What the task asks:
Find the line containing "Practice step: indicate the finial", then output it and every line after it through the end of the listing below, exactly as written.

Input data:
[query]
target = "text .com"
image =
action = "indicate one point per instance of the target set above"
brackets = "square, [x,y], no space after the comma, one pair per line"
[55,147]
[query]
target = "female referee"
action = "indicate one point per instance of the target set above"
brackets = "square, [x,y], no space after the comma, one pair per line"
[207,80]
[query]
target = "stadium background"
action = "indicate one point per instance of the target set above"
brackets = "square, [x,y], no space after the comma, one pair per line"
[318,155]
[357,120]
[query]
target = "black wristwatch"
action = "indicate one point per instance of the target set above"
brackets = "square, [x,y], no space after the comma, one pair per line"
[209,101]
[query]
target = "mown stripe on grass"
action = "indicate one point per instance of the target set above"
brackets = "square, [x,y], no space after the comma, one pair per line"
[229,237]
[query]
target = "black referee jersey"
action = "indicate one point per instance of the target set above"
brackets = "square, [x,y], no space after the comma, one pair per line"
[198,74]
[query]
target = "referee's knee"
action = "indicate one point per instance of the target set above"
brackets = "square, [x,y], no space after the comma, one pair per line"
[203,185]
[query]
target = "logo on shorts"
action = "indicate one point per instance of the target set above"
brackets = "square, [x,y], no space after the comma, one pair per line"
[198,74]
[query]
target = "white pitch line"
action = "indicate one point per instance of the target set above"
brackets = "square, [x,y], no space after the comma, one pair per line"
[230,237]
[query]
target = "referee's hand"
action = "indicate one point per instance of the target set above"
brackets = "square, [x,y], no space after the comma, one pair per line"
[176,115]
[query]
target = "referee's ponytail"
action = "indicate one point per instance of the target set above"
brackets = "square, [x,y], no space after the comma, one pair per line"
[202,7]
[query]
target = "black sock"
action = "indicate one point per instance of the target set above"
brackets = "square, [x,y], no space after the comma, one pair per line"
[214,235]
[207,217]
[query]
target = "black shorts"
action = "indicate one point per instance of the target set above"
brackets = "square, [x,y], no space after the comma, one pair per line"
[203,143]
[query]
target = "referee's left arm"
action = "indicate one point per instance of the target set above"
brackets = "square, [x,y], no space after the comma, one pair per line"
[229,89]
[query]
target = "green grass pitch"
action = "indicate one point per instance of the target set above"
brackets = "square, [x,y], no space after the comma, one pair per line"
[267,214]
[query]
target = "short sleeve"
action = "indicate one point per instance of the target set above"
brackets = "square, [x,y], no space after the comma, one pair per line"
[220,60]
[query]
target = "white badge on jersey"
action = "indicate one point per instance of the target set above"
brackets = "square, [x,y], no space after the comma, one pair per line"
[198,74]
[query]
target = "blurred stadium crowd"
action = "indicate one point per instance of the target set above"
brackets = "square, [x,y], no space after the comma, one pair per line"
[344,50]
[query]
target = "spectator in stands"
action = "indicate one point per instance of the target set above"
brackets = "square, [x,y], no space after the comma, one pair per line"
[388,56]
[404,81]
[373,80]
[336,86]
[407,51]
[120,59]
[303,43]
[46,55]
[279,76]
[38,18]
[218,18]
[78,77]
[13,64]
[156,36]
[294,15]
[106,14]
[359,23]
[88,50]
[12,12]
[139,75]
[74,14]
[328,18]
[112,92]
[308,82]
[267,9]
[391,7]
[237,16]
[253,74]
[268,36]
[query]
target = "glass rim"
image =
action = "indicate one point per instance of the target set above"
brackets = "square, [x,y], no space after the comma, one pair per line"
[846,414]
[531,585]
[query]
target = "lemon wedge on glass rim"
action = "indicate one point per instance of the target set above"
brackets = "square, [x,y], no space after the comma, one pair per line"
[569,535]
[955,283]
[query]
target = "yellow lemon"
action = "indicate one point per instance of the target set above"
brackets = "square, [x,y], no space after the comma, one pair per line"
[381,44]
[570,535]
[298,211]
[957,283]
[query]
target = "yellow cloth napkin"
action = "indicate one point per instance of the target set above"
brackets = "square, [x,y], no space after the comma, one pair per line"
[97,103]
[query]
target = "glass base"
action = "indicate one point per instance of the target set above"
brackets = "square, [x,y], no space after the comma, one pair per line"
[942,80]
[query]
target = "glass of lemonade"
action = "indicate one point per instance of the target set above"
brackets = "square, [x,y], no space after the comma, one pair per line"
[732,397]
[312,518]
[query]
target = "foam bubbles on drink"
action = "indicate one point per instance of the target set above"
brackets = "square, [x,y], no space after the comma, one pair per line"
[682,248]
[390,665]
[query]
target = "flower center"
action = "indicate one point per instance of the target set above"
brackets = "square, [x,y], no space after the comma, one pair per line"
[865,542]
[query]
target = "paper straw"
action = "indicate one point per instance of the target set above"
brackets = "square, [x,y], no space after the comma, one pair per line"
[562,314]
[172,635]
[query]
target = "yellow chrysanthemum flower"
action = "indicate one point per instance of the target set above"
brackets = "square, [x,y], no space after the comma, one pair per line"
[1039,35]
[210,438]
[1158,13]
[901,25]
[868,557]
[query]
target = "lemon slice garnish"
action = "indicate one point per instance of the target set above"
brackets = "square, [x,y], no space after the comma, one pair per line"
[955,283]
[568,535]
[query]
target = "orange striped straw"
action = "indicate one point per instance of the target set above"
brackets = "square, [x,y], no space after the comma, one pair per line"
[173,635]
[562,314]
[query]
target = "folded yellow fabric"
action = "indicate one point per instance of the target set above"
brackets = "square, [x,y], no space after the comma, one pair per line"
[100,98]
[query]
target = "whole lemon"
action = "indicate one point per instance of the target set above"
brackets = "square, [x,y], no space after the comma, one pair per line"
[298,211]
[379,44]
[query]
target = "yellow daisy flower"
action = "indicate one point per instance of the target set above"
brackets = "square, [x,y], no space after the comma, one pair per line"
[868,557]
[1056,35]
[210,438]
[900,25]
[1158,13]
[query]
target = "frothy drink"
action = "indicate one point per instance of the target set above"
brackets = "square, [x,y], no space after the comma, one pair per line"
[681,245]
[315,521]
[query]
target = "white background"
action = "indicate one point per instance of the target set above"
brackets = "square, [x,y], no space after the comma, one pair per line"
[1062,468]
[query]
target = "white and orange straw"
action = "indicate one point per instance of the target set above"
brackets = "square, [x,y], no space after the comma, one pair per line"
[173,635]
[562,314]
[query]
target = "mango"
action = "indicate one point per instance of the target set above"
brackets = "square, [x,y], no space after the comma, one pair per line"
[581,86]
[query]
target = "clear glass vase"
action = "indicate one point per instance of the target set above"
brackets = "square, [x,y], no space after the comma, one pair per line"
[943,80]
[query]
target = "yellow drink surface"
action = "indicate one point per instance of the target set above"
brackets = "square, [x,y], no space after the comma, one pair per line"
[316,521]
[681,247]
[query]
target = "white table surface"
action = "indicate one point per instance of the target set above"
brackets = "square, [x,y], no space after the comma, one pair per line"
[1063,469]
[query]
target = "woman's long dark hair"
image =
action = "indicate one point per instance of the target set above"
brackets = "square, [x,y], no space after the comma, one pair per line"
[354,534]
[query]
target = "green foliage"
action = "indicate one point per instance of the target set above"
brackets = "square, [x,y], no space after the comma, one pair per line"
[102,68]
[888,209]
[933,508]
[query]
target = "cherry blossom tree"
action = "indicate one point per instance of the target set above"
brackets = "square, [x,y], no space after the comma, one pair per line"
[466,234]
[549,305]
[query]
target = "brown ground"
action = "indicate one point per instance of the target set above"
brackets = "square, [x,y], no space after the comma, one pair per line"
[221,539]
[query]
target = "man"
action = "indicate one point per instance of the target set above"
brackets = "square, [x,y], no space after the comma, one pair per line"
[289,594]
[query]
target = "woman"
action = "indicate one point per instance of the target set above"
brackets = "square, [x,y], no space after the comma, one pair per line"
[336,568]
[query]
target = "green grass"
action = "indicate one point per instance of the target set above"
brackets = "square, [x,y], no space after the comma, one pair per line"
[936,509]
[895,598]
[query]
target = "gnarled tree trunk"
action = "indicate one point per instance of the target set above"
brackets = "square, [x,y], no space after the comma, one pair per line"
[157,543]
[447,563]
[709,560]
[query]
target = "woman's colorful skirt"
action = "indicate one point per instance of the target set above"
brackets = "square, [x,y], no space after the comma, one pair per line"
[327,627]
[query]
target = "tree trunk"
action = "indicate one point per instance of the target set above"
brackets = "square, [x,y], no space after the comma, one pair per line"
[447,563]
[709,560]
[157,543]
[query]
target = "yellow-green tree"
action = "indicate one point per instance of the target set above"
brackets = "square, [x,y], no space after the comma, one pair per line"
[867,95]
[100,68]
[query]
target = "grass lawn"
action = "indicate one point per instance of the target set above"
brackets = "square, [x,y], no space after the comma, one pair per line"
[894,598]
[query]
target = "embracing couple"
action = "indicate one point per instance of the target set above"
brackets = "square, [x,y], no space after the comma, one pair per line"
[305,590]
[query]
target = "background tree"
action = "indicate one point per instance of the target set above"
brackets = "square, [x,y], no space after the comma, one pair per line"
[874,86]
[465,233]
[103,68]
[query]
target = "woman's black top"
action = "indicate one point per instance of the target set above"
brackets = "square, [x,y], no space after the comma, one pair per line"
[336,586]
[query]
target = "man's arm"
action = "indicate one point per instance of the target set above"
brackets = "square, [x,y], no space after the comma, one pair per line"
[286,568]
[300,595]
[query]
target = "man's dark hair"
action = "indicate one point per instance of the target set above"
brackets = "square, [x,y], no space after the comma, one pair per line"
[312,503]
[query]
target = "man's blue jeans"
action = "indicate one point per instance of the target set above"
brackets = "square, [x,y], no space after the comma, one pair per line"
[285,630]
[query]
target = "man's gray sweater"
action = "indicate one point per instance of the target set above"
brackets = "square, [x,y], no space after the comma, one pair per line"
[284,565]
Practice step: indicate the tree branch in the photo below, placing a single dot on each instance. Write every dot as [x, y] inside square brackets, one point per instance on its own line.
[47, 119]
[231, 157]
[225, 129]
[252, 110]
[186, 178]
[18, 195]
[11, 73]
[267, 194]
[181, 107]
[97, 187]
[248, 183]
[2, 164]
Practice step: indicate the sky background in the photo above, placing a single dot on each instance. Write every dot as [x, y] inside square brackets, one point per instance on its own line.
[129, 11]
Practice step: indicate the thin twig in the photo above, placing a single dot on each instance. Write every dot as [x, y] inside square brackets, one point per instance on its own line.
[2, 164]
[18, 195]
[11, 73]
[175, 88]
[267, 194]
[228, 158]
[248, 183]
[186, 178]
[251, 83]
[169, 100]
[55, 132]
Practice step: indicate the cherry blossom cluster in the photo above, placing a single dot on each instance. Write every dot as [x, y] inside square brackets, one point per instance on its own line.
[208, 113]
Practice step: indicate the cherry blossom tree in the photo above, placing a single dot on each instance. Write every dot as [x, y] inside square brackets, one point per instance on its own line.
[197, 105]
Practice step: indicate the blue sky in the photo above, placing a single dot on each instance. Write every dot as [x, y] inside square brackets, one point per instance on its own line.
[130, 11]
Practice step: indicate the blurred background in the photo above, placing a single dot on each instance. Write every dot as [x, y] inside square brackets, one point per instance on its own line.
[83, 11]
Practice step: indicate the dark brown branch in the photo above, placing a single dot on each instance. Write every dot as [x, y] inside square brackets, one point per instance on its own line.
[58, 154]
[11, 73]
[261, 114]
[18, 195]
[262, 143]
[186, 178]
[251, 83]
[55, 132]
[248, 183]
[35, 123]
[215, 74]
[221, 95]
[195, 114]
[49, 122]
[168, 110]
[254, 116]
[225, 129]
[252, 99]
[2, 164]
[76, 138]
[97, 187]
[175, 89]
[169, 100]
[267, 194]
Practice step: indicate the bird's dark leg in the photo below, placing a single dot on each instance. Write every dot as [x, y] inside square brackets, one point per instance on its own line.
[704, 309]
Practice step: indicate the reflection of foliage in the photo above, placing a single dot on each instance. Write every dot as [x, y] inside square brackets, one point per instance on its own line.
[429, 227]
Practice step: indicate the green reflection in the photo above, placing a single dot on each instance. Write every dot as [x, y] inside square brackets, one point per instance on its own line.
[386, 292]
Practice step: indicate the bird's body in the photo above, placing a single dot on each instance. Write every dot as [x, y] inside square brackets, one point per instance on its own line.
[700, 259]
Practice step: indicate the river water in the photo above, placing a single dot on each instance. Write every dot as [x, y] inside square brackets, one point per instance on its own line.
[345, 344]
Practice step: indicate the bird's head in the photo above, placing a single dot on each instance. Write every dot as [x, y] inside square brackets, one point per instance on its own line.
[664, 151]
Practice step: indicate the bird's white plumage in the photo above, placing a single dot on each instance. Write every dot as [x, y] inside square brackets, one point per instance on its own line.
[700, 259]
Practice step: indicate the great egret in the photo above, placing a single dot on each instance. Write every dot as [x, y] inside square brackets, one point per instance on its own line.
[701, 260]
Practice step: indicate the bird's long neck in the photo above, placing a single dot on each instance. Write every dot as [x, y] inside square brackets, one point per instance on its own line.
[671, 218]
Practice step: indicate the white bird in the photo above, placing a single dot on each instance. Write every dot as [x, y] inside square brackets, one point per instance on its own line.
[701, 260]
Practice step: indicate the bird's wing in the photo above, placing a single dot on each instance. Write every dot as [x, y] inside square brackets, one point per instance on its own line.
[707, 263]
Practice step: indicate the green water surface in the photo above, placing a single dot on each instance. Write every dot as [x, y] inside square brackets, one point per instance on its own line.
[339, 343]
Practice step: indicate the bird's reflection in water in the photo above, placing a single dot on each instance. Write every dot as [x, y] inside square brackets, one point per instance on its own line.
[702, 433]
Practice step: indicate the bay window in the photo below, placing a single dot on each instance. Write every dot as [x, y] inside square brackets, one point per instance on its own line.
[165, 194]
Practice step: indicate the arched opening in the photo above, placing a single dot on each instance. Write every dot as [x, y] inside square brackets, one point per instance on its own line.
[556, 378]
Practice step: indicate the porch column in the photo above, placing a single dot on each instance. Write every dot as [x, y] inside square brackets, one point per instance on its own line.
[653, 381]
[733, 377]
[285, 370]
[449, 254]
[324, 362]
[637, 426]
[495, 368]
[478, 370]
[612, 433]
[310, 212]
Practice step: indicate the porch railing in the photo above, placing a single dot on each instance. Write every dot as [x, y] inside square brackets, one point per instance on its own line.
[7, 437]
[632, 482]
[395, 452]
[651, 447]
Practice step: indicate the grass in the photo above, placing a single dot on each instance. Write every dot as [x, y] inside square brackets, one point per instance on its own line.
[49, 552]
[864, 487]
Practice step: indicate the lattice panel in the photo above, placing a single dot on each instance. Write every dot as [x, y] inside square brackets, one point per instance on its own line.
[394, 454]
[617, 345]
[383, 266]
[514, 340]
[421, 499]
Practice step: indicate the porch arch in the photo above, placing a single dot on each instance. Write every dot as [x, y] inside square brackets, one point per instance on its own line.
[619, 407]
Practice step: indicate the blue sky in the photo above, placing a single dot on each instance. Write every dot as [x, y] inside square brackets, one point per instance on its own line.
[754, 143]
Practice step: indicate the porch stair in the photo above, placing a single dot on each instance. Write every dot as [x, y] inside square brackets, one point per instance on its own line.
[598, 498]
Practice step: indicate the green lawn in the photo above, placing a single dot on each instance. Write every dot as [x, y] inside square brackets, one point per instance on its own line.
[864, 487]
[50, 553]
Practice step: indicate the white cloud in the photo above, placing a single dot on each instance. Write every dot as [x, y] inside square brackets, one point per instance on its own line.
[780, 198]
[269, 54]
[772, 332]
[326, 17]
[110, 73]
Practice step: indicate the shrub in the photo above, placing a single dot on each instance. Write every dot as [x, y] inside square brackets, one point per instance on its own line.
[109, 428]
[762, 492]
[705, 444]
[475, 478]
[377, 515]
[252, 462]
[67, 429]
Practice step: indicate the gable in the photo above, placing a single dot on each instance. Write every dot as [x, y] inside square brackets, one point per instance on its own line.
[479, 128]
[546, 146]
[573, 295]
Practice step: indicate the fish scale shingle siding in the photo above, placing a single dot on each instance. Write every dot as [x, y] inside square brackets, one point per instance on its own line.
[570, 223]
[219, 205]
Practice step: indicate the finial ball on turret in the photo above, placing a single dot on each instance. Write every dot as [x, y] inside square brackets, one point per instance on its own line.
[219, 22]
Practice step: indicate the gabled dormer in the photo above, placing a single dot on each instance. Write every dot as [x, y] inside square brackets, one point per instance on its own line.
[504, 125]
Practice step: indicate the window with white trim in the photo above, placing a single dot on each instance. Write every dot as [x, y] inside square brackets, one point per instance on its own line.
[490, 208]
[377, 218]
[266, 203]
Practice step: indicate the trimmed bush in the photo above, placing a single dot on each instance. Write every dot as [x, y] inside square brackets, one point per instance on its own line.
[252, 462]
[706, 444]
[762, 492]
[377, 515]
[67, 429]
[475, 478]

Response below:
Practice step: indicate the finial ball on turret in the photo above, placing a single dot on each instance. Write every dot as [x, y] inside square brackets, one point per instance on its own line.
[219, 22]
Practice step: indicate the gabled dormer in the photo above, placing a single dot on each instance. Write every dot as [x, y] inside square brackets, one point per instance on its own line.
[504, 125]
Practice step: indicate the window with white trim in the photo above, placing a single dot on each instance. Write every dot as [x, y] inside square brackets, one point per instance on its own line.
[490, 208]
[377, 218]
[266, 203]
Practice step: indicate the trimmed bush in the photo above, placing a single dot on each instance. Write every dot as [x, y] inside square brackets, one point per instance on its own line.
[252, 462]
[706, 444]
[762, 492]
[377, 515]
[67, 429]
[475, 478]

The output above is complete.